§ EXTRACT TO READ:
┌────────

How to Find Who Owns a Property Held by an LLC or Trust
You run a property search and the owner comes back as “123 Main LLC” or “The Smith Family Trust” — a name, not a person. But behind almost every entity is a human who decides whether to sell, who has to be served, or who owes the judgment you are collecting. This guide walks the public records that unmask entity-held property — the county records, the Secretary of State filings, the deeds and the trustee — and shows where those records run out and skip tracing takes over.
The Short Version
When a property is held by an LLC or a trust, the county records show only the entity’s name, so finding the actual person takes a second step. For an LLC, you go to the Secretary of State in the state where it was formed and pull its filings, which name the registered agent and sometimes the managers or members — though privacy-friendly states let owners stay off the record, so the agent is often a stand-in rather than the owner. For a trust, the deed that moved the property in usually names the trustee, since trusts are not filed with the state. From there, deeds, mortgage paperwork, litigation records, and cross-referencing connect the entity to a real human. One thing not to count on: there is no public federal database of LLC owners — the Corporate Transparency Act’s beneficial-ownership registry is not public, and as of 2025 most U.S. entities are exempt from reporting at all. The reliable path remains public records plus investigation.

└────────

§ BRIEF 1: List every line of the listing that contains the word "water".
The listing has no connection to the property-ownership guide.

§ EXTRACTED ENTRIES:
┌────────

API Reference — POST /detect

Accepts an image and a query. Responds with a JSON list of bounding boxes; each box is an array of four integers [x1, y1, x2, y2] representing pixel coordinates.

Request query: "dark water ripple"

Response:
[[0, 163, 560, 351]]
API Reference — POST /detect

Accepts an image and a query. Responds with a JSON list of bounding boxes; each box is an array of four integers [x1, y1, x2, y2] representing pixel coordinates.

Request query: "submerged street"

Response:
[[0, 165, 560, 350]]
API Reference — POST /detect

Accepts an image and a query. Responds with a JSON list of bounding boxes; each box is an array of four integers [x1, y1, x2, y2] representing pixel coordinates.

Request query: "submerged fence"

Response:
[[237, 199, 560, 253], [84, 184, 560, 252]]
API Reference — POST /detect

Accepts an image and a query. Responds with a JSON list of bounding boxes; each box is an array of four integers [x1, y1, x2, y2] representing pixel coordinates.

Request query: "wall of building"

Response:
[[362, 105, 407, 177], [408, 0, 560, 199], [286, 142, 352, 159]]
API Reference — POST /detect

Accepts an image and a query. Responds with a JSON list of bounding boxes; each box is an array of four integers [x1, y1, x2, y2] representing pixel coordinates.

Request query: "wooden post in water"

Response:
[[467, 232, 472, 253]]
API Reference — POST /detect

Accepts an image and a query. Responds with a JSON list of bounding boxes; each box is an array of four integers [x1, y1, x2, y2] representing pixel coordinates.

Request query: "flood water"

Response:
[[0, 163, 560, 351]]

└────────

§ BRIEF 2: Please translate this sentence from the property-ownership guide into Spanish: "From there, deeds, mortgage paperwork, litigation records, and cross-referencing connect the entity to a real human."

§ WRITTEN REPLY 1:
Request query: "dark water ripple"
Request query: "wooden post in water"
Request query: "flood water"

§ WRITTEN REPLY 2: A partir de ahí, las escrituras, la documentación hipotecaria, los registros de litigios y el cruce de datos vinculan la entidad con una persona real.